§ **GIVEN PROBLEM**: Set out everything from the start of the entries through the line containing "198), (1456, 185)]" as a numbered list, one line per item, skipping any blank lines.

※ ※ ※

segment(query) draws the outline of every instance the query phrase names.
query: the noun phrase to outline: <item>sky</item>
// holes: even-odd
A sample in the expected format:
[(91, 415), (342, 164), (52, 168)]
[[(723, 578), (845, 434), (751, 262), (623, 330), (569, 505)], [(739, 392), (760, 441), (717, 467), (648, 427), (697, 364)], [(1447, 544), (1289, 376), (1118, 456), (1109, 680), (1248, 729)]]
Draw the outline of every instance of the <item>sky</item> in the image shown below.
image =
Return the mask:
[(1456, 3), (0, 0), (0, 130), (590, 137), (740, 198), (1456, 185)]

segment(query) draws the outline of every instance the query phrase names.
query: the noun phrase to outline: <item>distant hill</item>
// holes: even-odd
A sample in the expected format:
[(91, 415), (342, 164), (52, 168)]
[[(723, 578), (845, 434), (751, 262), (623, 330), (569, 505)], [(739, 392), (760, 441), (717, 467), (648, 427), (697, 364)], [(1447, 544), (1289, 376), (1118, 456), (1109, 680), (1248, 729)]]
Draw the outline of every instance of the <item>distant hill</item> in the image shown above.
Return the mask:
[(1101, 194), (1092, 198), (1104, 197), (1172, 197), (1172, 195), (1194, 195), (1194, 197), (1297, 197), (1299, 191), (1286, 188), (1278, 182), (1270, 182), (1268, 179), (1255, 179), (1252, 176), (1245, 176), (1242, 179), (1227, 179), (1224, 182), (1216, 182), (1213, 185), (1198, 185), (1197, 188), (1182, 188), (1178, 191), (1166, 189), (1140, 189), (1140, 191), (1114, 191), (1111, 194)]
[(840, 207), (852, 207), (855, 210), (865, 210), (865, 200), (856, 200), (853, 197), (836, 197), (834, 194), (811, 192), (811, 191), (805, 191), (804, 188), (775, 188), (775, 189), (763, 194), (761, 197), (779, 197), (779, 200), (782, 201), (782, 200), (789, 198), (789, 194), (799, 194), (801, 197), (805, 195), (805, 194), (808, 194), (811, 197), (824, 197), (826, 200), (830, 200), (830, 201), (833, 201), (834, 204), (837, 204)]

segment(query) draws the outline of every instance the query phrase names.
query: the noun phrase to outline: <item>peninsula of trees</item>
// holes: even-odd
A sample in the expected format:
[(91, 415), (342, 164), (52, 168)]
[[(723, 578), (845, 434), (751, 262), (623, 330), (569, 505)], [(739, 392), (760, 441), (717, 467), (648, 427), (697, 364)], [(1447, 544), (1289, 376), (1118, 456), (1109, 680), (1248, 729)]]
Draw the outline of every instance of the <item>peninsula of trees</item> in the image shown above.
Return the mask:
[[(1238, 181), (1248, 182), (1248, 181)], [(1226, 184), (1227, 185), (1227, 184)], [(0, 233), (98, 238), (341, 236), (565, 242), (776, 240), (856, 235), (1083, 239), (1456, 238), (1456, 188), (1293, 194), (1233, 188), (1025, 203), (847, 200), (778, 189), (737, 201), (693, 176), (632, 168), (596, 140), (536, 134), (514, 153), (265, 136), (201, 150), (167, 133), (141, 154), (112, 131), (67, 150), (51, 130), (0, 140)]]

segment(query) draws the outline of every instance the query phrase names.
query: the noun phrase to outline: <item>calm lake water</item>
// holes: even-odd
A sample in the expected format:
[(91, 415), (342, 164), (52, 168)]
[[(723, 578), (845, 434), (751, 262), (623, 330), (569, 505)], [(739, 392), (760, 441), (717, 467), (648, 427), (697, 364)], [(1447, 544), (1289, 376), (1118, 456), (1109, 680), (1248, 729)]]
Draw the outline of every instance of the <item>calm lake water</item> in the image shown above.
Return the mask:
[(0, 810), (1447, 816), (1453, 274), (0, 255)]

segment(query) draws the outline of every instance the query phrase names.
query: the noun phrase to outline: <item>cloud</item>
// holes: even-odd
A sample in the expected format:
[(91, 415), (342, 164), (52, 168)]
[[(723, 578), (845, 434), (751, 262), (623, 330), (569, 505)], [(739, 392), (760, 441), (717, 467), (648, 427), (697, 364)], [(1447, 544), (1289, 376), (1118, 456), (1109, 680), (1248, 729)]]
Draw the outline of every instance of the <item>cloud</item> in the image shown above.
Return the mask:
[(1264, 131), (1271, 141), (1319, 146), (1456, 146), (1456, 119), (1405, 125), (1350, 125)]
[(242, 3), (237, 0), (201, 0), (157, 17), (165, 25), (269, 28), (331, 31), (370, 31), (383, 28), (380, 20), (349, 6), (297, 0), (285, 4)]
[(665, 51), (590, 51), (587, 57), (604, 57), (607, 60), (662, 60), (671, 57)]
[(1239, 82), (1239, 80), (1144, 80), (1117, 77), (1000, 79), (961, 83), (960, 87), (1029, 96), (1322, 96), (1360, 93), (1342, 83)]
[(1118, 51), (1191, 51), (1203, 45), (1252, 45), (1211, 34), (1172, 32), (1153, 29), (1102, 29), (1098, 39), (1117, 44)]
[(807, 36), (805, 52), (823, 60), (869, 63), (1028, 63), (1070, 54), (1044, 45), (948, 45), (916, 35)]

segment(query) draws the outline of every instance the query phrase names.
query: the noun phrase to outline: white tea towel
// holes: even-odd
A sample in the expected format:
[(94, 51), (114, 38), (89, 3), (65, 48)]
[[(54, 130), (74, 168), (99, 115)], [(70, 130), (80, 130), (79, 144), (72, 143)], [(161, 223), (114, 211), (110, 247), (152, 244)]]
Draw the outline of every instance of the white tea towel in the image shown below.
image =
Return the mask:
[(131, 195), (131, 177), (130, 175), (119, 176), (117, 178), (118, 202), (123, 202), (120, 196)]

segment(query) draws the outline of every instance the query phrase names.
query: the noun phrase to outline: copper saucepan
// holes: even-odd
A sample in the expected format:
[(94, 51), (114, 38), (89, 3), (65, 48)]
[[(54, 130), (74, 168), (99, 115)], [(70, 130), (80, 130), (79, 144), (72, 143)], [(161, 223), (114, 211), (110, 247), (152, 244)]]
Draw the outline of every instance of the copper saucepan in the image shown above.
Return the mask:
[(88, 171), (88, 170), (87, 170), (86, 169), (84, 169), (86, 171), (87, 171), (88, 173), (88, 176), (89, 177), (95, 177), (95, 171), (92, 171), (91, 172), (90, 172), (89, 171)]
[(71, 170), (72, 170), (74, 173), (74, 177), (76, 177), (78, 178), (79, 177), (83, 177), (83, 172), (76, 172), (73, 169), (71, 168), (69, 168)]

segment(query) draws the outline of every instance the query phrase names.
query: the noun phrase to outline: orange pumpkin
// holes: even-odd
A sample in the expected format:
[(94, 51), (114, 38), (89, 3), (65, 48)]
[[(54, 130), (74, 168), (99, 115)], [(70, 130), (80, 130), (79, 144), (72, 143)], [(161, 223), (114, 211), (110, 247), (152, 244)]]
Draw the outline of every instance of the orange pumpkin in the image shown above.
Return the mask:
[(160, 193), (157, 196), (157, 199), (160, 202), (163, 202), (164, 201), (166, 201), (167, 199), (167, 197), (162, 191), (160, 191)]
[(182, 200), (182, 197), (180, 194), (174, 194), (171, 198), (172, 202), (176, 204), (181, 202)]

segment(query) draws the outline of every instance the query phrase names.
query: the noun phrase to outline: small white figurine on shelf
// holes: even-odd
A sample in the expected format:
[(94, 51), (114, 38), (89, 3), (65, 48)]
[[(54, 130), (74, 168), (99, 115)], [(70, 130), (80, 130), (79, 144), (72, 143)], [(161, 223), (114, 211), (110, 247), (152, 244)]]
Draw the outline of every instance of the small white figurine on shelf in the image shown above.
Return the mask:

※ ※ ※

§ **RESULT OF THIS EXERCISE**:
1. segment(query) draws the outline of every instance the query phrase names.
2. query: the noun phrase to outline: <item>sky</item>
3. // holes: even-odd
4. A sample in the expected format:
5. [(91, 415), (342, 164), (52, 168)]
6. [[(723, 578), (845, 434), (751, 262), (623, 330), (569, 505)], [(739, 392), (760, 441), (717, 467), (648, 427), (697, 364)], [(1447, 544), (1289, 376), (1118, 456), (1109, 680), (1248, 729)]]
7. Draw the outline of every instance of the <item>sky</item> in the image shown below.
8. image =
9. Return the mask:
10. [(1456, 3), (0, 0), (0, 130), (590, 137), (740, 198), (1456, 185)]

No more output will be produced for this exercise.